[start Information provided]

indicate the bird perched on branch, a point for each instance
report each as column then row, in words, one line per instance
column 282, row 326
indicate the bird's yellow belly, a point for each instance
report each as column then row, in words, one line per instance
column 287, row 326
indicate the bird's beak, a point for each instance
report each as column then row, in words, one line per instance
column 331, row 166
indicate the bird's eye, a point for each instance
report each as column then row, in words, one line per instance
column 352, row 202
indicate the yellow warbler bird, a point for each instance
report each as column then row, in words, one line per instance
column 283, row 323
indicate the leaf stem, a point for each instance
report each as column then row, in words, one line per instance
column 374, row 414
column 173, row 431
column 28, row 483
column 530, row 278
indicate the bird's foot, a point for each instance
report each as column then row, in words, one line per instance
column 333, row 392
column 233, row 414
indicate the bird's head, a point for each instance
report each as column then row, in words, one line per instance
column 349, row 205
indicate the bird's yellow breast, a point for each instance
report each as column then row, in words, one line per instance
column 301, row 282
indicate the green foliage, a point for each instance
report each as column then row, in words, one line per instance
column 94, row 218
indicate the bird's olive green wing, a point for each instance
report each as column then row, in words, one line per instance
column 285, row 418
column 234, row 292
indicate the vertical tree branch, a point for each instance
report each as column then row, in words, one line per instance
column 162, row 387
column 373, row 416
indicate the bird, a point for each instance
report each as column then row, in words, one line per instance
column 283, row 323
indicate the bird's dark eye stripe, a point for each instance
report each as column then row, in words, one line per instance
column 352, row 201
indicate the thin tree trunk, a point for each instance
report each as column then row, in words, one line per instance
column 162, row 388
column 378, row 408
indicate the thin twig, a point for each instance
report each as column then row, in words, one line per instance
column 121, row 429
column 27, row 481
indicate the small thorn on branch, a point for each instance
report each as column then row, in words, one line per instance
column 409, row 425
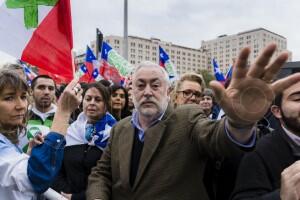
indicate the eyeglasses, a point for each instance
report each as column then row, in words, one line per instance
column 122, row 96
column 189, row 93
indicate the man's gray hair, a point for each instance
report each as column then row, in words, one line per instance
column 11, row 66
column 151, row 64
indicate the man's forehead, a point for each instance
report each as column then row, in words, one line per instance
column 294, row 89
column 45, row 81
column 148, row 73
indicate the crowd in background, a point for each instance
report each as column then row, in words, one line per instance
column 52, row 136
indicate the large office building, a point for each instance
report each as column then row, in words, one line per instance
column 140, row 49
column 225, row 48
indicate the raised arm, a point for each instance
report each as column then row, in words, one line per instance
column 251, row 91
column 46, row 159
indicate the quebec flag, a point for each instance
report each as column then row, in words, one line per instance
column 217, row 72
column 113, row 58
column 165, row 62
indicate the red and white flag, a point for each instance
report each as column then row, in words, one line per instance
column 39, row 33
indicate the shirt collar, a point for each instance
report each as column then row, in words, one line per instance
column 292, row 136
column 135, row 119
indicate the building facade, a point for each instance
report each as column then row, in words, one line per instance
column 225, row 48
column 140, row 49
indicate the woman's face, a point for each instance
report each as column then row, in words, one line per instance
column 93, row 105
column 206, row 103
column 118, row 99
column 13, row 107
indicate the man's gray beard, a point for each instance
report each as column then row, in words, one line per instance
column 292, row 123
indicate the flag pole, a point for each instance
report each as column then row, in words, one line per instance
column 99, row 40
column 125, row 45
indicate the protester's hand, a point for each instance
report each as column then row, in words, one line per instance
column 71, row 97
column 251, row 91
column 68, row 196
column 37, row 140
column 290, row 182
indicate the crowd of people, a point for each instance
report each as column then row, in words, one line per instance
column 149, row 140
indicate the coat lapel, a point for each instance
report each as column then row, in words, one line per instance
column 125, row 149
column 153, row 137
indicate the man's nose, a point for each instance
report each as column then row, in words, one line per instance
column 148, row 90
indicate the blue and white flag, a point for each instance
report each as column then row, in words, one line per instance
column 217, row 72
column 165, row 62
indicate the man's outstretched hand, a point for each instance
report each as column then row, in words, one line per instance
column 251, row 90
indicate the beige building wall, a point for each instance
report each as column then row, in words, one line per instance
column 225, row 48
column 140, row 49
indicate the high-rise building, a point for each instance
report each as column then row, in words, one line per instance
column 225, row 48
column 140, row 49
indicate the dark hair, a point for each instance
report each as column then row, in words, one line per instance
column 103, row 91
column 33, row 82
column 10, row 79
column 124, row 112
column 278, row 100
column 104, row 82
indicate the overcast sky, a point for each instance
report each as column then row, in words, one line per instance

[end Information provided]

(Exercise objective)
Copy the lines of the entries above exactly, starting at the line that contains "indicate the green" and ending at the line that contains "column 189, row 93", and leave the pictures out of your answer.

(Full solution)
indicate the green foliage, a point for each instance
report each as column then row, in words, one line per instance
column 94, row 218
indicate the bird's olive green wing, a point for each instance
report each as column then row, in words, one line per instance
column 285, row 418
column 234, row 292
indicate the vertical tree branch, a point for each instance
report each as column then row, in words, one line per instance
column 162, row 387
column 373, row 416
indicate the bird, a point for each instance
report each as column then row, in words, one line per instance
column 283, row 323
indicate the bird's dark eye stripe, a point for each instance
report each as column then row, in words, one line per instance
column 352, row 201
indicate the thin tree trunk, a point for each instance
report each as column then row, in words, one line per instance
column 162, row 388
column 378, row 408
indicate the thin twig, a point for each instance
report each as column then row, in words, one line per instance
column 121, row 429
column 27, row 481
indicate the small thorn on branch, a point for each instance
report each as column then row, in words, one line per instance
column 409, row 425
indicate the eyeglasses, a point for each instance
report each as column then row, in words, one line per instance
column 122, row 96
column 189, row 93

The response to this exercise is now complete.